*** LISTED RECORDS

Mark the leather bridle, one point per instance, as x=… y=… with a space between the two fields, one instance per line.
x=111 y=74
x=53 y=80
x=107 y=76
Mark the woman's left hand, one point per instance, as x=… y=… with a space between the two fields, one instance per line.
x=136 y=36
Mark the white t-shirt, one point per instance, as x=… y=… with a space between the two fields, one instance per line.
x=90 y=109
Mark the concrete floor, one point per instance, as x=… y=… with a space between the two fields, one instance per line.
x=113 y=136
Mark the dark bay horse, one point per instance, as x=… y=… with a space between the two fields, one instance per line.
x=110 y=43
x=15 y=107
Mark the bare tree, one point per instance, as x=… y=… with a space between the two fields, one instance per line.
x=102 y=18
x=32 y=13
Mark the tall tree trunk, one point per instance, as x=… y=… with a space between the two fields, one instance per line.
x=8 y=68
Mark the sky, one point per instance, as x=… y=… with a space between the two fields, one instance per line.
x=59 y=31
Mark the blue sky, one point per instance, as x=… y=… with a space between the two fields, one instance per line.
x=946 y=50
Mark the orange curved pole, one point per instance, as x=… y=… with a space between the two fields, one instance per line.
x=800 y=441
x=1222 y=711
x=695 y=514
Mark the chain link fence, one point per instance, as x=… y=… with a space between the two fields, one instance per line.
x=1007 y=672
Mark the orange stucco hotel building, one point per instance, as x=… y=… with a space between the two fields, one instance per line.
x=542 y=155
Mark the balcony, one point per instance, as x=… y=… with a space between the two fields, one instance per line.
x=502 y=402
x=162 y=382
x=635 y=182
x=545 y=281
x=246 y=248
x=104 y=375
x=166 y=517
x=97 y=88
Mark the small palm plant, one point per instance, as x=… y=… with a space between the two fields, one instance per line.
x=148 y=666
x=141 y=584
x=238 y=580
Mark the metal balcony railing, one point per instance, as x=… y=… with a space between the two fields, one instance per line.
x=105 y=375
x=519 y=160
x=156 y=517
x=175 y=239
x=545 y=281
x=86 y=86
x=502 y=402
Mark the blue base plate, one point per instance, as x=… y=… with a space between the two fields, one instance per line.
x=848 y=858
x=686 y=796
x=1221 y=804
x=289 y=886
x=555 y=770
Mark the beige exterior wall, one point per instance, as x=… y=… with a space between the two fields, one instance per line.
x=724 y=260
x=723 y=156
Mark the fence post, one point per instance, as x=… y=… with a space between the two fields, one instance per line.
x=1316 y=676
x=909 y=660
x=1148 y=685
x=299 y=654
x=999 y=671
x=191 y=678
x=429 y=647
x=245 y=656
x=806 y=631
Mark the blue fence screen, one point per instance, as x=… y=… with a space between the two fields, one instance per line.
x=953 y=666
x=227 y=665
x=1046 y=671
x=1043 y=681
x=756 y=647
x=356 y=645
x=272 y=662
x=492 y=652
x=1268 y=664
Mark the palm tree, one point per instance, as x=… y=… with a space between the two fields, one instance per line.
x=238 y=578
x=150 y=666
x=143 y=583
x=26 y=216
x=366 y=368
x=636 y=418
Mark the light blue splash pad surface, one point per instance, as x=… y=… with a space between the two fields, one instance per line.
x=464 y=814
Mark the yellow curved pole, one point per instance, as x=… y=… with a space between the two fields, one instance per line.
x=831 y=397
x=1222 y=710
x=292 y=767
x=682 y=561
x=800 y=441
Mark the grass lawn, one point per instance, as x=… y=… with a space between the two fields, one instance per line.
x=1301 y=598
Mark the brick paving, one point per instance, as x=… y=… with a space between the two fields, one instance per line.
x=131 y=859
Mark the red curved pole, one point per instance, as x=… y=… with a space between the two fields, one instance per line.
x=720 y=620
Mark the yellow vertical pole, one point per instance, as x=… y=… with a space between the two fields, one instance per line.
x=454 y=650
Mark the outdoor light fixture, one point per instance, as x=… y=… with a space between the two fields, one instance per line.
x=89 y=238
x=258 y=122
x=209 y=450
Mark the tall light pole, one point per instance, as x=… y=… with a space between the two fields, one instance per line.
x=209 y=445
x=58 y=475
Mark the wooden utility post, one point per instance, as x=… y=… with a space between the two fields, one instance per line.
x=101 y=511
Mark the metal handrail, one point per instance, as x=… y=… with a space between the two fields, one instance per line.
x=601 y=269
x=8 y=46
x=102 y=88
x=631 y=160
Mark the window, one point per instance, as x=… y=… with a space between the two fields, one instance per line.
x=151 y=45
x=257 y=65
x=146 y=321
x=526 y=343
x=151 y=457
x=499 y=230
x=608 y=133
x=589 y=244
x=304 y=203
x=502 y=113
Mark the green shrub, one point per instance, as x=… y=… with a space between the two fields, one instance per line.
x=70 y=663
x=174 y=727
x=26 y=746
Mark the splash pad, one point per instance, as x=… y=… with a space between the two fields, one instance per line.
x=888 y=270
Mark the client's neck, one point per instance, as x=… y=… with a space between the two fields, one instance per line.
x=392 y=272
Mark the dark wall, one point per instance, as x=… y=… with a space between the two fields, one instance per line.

******

WHAT YOU NEED TO DO. Rewrite the lines of the listing between the line holding "Mark the tall light" and the line holding "x=631 y=160", inclusive. Keep every line as it stands, except raise each x and y coordinate by 25.

FULL OUTPUT.
Mark the tall light pole, one point per instance, as x=… y=… with a space between the two fields, one instance per line.
x=234 y=470
x=83 y=500
Mark the wooden utility post, one point per instance, as x=… y=… with a space between the two fields, one instance per line.
x=126 y=536
Mark the metal handrail, one point per instance, as x=… y=… with a space between the two fields, one instance per line.
x=626 y=294
x=33 y=71
x=127 y=113
x=656 y=185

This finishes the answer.